* _REQUIRED WORK_:
Restate the records below word for word.

---------- DATA FOR THIS EXERCISE

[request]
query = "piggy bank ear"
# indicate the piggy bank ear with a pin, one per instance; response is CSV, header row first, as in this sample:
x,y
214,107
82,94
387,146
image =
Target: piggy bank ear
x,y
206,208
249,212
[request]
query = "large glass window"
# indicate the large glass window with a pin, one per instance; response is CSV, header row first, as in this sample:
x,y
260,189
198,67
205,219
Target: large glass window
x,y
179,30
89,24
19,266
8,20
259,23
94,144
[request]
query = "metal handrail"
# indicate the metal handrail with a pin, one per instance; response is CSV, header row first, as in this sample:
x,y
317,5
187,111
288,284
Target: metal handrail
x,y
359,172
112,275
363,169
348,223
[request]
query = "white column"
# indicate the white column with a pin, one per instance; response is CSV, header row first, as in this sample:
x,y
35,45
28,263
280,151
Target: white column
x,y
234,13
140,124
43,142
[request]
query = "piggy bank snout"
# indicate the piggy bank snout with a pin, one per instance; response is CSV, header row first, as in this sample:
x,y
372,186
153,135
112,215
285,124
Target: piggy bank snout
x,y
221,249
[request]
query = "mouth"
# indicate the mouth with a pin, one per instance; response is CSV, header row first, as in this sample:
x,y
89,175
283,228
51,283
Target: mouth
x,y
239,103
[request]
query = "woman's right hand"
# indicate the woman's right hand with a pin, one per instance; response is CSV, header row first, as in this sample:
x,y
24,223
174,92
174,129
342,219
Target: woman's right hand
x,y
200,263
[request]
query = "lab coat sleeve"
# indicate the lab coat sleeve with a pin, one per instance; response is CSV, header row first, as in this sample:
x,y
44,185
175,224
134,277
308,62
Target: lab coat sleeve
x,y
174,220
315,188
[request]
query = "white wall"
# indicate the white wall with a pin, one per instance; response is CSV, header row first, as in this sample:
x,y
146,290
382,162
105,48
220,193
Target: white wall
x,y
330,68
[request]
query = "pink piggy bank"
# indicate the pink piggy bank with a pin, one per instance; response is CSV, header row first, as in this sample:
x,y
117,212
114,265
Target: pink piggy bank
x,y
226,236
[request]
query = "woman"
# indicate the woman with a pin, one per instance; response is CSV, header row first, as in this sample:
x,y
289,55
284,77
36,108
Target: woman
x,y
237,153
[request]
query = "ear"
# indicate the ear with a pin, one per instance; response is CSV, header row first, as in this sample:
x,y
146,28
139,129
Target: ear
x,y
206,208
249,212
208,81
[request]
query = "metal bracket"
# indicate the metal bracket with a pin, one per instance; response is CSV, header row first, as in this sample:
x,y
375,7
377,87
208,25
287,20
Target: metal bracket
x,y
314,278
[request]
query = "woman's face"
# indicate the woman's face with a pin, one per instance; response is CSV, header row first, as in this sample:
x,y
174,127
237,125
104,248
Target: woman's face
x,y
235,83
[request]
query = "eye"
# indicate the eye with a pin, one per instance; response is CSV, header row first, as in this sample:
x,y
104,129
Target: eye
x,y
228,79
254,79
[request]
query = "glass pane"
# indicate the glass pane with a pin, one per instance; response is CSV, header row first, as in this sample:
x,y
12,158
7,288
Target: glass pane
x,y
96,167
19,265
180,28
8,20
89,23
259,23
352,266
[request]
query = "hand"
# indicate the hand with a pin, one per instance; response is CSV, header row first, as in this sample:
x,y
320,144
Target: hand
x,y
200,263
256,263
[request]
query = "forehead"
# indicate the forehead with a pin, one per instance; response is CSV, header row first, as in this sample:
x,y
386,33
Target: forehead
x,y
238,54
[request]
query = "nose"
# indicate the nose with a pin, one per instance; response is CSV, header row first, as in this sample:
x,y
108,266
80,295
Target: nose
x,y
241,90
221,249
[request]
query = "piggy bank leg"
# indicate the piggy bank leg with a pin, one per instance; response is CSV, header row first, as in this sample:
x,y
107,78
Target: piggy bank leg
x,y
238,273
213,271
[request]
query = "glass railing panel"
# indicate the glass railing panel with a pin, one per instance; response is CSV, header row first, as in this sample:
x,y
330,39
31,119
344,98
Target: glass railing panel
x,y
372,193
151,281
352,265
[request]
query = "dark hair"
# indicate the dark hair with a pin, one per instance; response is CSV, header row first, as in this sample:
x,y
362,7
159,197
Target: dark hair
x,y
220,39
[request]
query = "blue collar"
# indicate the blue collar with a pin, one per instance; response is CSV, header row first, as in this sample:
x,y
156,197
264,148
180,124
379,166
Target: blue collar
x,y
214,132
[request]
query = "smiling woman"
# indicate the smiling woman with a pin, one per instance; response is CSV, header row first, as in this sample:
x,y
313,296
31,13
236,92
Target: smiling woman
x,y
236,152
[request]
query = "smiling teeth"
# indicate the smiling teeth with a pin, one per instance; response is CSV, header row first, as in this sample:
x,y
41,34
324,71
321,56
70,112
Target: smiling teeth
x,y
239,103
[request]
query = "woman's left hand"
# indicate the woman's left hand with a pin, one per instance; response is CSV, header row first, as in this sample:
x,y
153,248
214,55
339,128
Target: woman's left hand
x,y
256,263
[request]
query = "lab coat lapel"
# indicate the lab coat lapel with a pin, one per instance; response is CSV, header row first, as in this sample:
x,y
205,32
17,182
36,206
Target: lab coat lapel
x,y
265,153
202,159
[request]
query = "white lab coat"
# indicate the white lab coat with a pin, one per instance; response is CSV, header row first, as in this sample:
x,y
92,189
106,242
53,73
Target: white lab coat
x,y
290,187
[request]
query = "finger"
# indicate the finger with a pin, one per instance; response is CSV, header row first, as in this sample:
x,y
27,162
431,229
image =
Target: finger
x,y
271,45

--------------------

* _EXERCISE ANSWER_:
[request]
query = "piggy bank ear"
# indicate the piggy bank ear with a pin, one per instance; response is CSV, header row first, as in this sample:
x,y
214,107
82,94
387,146
image =
Target: piggy bank ear
x,y
206,208
249,212
[request]
query = "large glass window"
# indicate the large glass window with a pin, one per instance; response is CSV, header row first, as in this sample:
x,y
260,189
198,67
205,219
Target: large glass window
x,y
179,30
89,24
19,266
8,20
259,23
94,144
[request]
query = "metal handrail"
# indicate the metal handrail with a pin, one per instance; response is CSV, header row first, as in this sample:
x,y
317,5
187,111
288,284
Target: metal handrail
x,y
359,172
112,275
363,169
348,223
[request]
query = "white column"
# indicate the white column with a pin, one per instance; response is CSV, header row first, as in this sample:
x,y
35,45
28,263
280,151
Target: white column
x,y
234,13
140,124
43,142
[request]
query = "piggy bank snout"
# indicate the piggy bank snout with a pin, one per instance; response is CSV, header row first, as in this sample:
x,y
372,186
153,135
112,215
285,124
Target: piggy bank snout
x,y
221,249
[request]
query = "mouth"
# indicate the mouth with a pin, one per instance; response is CSV, header row first, as in this sample:
x,y
89,175
283,228
51,283
Target: mouth
x,y
239,103
[request]
query = "woman's right hand"
# indicate the woman's right hand with a pin, one per instance; response is CSV, header row first, as in this sample:
x,y
24,223
174,92
174,129
342,219
Target: woman's right hand
x,y
200,263
[request]
query = "lab coat sleeve"
# indicate the lab coat sleeve with a pin, one per instance; response is CSV, header row first, as in this sample:
x,y
44,185
175,224
134,277
308,62
Target: lab coat sleeve
x,y
174,220
315,188
[request]
query = "white wall"
# indicate the white wall with a pin, one per instance; response is CSV, header row first, as in this sample:
x,y
146,290
382,162
105,48
220,193
Target: white wall
x,y
330,68
[request]
query = "pink piggy bank"
# indicate the pink piggy bank with a pin, one per instance; response is CSV, header row first, as in this sample:
x,y
117,212
114,265
Target: pink piggy bank
x,y
226,236
[request]
query = "woman"
# indicate the woman with a pin, one per instance; response is CSV, header row first, as in this sample:
x,y
289,55
284,77
36,108
Target: woman
x,y
237,153
[request]
query = "ear"
# indicate the ear with a pin, one per instance; response is CSV, header row first, as in this sample:
x,y
146,28
139,129
Target: ear
x,y
206,208
249,212
208,81
[request]
query = "metal bracket"
# indicate the metal bracket with a pin, one per instance; response is CSV, header row first, as in this sample:
x,y
375,7
377,87
208,25
287,20
Target: metal bracket
x,y
314,278
[request]
query = "woman's face"
# indicate the woman's face with a pin, one per instance; response is CSV, header row first, as in this sample:
x,y
174,127
237,125
104,248
Target: woman's face
x,y
235,83
[request]
query = "eye"
# indicate the eye with a pin, one per instance; response is CSV, header row first, as in this sample:
x,y
104,129
Target: eye
x,y
228,79
254,79
[request]
query = "glass pane"
# indicate the glass pane with a pin, one per instance; response is CSV, header row first, as in this sample:
x,y
12,158
7,288
Target: glass pane
x,y
96,167
19,265
180,28
8,20
89,23
259,23
352,266
[request]
query = "hand"
# indicate the hand with a pin, one per instance; response is CSV, header row first, as in this sample:
x,y
320,144
Target: hand
x,y
200,263
256,263
[request]
query = "forehead"
# indicate the forehead with a pin, one per instance; response is CSV, header row first, as in this sample:
x,y
386,33
Target: forehead
x,y
238,54
[request]
query = "nose"
# indicate the nose with a pin, one per instance; response is CSV, header row first, as in this sample:
x,y
108,266
80,295
Target: nose
x,y
241,90
221,249
[request]
query = "piggy bank leg"
# indicate the piggy bank leg with a pin, one per instance; response is CSV, header row first, as in this sample:
x,y
107,78
Target: piggy bank leg
x,y
238,273
213,271
[request]
query = "glass railing panel"
# indicate the glass railing panel with a pin, one per instance; response is CSV, header row first, as in this sample:
x,y
330,39
31,119
344,98
Target: glass railing panel
x,y
372,193
151,281
352,265
[request]
query = "dark hair"
# indicate the dark hair with a pin, one per instance; response is CSV, header row first, as in this sample:
x,y
362,7
159,197
Target: dark hair
x,y
220,39
[request]
query = "blue collar"
# indicate the blue collar with a pin, one per instance; response is CSV, header row first, as in this sample:
x,y
156,197
264,148
180,124
379,166
Target: blue collar
x,y
214,132
[request]
query = "smiling woman"
# indicate the smiling woman with a pin, one per instance; response is CSV, header row first, as in this sample:
x,y
313,296
31,13
236,92
Target: smiling woman
x,y
236,152
[request]
query = "smiling teeth"
# indicate the smiling teeth with a pin, one per instance; response is CSV, header row first, as in this sample:
x,y
41,34
324,71
321,56
70,112
Target: smiling teeth
x,y
239,103
[request]
query = "woman's left hand"
# indicate the woman's left hand with a pin, one per instance; response is CSV, header row first, as in this sample:
x,y
153,248
214,55
339,128
Target: woman's left hand
x,y
256,263
[request]
query = "lab coat lapel"
# indicate the lab coat lapel with a pin, one per instance; response is CSV, header row first, as in this sample:
x,y
205,32
17,182
36,206
Target: lab coat lapel
x,y
265,153
202,159
[request]
query = "white lab coat"
# indicate the white lab coat with a pin, one per instance; response is CSV, header row first, as in this sample:
x,y
92,189
106,242
53,73
Target: white lab coat
x,y
290,187
[request]
query = "finger"
# indicate the finger with a pin, one per instance; response is CSV, header row first, as in this sample:
x,y
27,162
431,229
image =
Target: finger
x,y
271,45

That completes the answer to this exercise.